## DOCUMENT TEXT
=== Begin Enclosure ===

The Data Retention Knot: Privacy Interests, Law Enforcement Interests, and Business Interests

By Andy Holleman[1]

Introduction

Policy makers, law enforcement, and members of Congress are currently involved in two separate discussions about data retention.  First, policy makers and privacy advocates advance the basic privacy maxim that businesses should generally retain less data and retain their data for shorter periods.  At the same time, Congress is examining whether those involved in the provision of Internet services should be obligated to retain for defined periods (i) logs correlating Internet Protocol (IP) addresses to specific subscribers and (ii) other information about subscriber web use to enable the investigation and prosecution of Internet crimes, including those that involve exploitation of children. 

On close examination, these discussions involve compelling issues related to personal privacy, law enforcement’s access to information, and the value of data to businesses.  This short article briefly examines these issues.

The Push for Less Data Retention

In the Federal Trade Commission’s Preliminary Staff Report, “Protecting Consumer Privacy in an Era of Rapid Change,” released in December 2010, FTC staff advocates for a number of basic privacy protections.  The staff says, among other things, that:

Companies should implement reasonable and appropriate data retention periods, retaining consumer data for only as long as they have a specific and legitimate business need to do so.[2]

The policy directive here is a simple privacy concept.  You simply cannot misuse or improperly disclose what you do not have.

The Push for More Data Retention

Law enforcement’s push for longer data retention generally focuses on information about the assignment of IP addresses, logs of emails sent, and logs of websites visited.  Most IP addresses are dynamic, which means that a subscriber may have a different IP address in the same day, week, or month.  Most web queries and email communications contain an IP address.  Therefore, IP subscriber logs often enable the identification of who sent a specific message or made an individual web query.[3]

In the spring and summer of 2006, members of Congress (including Colorado’s Representative Dianna DeGette) and then Attorney General Alberto Gonzales made a push for mandatory retention of this type of data for a lengthy period of time.  Congresswoman DeGette circulated an amendment to the Telecommunications Act that would have required providers of Internet access to retain IP address subscriber logs for one year after the termination of such a provider’s relationship with a customer.  At that time, as they do now, other data retention proponents sought broader requirements, including “identities of email correspondents, logs of who sent and received instant messages (but not the content of those communications), and the addresses of Web pages visited.”[4]

The Congressional discussion in 2006 did not produce legislation.[5]  Mandatory standards are now back at center stage, as indicated by a January 25, 2011, House Judiciary Committee Hearing entitled “Data Retention as a Tool for Investigating Internet Child Pornography and Other Internet Crimes.[6]

At that hearing, Deputy Assistant Attorney General Jason Weinstein characterized the problem of “insufficient data retention policies by Internet Service Providers” as a “grave concern,” and referred back to the fact that in the 2006 debate forty-nine state Attorneys General had written to Congress about the problem.[7]

Currently, law enforcement makes requests for the production or preservation of data linked to a specific individual.  Depending on the provider, historical data may or may not be available.  Enactment of a retention requirement would change the scheme so that information would be preserved for a set period (the discussion involves a range from six months to two years) in the event law enforcement may have a future interest in it.  As the discussion of the data set moves beyond just IP assignment logs to records of email traffic and potential logs of web sites visited, the privacy implications grow more concerning.

=== End Enclosure ===

## DATA SECTION
=== Begin Enclosure ===

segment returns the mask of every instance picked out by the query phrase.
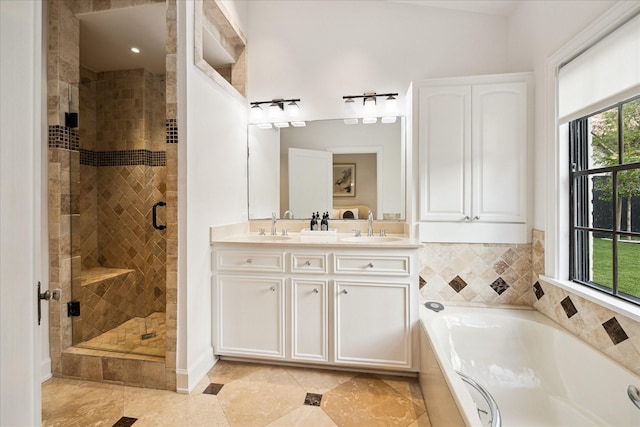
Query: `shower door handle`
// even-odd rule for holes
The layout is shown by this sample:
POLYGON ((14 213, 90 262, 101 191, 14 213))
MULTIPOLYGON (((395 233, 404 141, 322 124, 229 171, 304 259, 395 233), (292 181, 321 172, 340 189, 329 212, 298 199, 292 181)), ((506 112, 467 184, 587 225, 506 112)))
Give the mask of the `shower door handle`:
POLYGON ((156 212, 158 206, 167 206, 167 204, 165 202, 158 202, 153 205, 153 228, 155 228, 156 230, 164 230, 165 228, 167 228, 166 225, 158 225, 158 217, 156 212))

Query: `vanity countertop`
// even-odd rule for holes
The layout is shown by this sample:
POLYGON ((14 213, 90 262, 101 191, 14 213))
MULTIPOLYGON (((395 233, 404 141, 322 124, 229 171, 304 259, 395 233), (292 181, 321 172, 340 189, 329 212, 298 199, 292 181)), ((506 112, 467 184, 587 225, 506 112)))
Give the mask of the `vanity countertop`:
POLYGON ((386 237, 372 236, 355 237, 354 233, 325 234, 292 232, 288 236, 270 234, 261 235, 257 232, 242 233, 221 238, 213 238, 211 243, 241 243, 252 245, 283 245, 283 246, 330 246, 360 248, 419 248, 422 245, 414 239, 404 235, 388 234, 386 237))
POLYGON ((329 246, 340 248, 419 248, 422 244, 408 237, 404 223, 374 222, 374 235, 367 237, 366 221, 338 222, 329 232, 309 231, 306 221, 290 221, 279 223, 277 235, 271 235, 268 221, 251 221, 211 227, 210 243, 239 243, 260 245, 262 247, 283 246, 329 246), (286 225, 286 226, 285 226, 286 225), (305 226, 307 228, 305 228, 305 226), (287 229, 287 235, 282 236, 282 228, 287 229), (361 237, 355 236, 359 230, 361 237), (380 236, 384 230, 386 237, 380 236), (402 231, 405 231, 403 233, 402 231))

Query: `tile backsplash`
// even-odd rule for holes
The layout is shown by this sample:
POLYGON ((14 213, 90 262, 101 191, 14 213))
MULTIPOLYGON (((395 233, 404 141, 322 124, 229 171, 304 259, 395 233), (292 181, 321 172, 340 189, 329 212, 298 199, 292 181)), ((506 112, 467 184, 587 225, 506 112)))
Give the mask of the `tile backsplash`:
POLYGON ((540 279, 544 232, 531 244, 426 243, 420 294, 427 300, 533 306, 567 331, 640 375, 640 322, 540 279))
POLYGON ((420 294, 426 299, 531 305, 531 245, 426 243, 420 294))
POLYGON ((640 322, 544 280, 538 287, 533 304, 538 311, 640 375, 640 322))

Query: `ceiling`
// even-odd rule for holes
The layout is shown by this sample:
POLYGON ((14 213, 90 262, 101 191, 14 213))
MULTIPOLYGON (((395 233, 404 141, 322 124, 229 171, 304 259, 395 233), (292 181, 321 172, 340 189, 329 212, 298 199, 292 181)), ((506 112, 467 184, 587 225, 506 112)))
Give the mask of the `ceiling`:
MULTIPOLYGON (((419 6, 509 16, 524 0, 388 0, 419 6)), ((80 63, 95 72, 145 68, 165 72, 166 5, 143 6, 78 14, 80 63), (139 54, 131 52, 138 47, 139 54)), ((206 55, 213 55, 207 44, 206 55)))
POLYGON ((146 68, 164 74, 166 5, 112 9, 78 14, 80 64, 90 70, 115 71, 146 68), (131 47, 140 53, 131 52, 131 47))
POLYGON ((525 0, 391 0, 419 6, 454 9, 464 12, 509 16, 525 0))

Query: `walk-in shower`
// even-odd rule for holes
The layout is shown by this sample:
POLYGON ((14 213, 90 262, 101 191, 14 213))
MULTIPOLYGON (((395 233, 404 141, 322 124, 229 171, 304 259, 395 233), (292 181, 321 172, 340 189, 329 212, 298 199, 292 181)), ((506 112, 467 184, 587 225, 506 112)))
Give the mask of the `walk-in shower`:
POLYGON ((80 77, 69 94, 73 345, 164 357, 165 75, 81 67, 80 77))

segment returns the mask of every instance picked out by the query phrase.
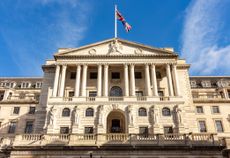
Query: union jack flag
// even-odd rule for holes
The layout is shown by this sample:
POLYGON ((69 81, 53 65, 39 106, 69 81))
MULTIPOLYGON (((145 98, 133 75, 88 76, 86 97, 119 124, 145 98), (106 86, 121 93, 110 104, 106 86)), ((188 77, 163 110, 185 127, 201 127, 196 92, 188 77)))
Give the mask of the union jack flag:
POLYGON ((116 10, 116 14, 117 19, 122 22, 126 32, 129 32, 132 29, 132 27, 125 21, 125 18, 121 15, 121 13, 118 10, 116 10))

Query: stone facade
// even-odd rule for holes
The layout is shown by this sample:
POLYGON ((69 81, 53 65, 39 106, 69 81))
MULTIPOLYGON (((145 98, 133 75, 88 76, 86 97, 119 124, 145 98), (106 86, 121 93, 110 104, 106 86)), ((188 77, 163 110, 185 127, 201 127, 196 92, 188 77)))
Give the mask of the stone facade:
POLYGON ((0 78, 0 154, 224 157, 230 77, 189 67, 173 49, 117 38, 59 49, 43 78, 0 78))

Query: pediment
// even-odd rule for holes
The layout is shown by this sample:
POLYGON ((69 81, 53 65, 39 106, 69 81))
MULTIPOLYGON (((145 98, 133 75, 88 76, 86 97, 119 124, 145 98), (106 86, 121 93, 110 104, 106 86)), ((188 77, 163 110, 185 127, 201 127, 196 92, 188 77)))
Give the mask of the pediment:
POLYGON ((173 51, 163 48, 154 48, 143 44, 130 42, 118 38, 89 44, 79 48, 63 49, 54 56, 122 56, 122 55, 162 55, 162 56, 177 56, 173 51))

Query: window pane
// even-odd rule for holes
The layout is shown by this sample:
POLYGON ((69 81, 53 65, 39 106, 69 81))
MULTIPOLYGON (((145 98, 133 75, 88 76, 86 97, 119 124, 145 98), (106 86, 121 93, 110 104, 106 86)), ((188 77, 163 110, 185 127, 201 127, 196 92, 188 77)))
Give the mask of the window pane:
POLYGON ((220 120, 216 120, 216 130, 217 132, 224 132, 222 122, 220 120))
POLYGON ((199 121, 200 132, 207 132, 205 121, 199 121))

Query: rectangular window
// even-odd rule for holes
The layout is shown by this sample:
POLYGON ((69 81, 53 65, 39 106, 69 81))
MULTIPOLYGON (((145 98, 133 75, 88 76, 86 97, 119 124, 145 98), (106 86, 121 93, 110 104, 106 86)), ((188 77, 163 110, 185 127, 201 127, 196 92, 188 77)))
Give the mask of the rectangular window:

=== End Enclosure ===

## USING THE INFORMATION
a – According to the data retention article, why do IP subscriber logs often make it possible to identify who sent a specific message or made a particular web query? Answer in one to three sentences.
b – Reproduce the part of the data retention article between "By Andy Holleman[1]" and "exploitation of children.", inclusive.

## SOLUTIONS
a – Most IP addresses are dynamic, so a subscriber's address can change within the same day, week, or month. Most web queries and email communications contain an IP address, so logs that tie IP addresses to subscribers can link a message or query to the person who sent or made it.

b –
By Andy Holleman[1]

Introduction

Policy makers, law enforcement, and members of Congress are currently involved in two separate discussions about data retention.  First, policy makers and privacy advocates advance the basic privacy maxim that businesses should generally retain less data and retain their data for shorter periods.  At the same time, Congress is examining whether those involved in the provision of Internet services should be obligated to retain for defined periods (i) logs correlating Internet Protocol (IP) addresses to specific subscribers and (ii) other information about subscriber web use to enable the investigation and prosecution of Internet crimes, including those that involve exploitation of children.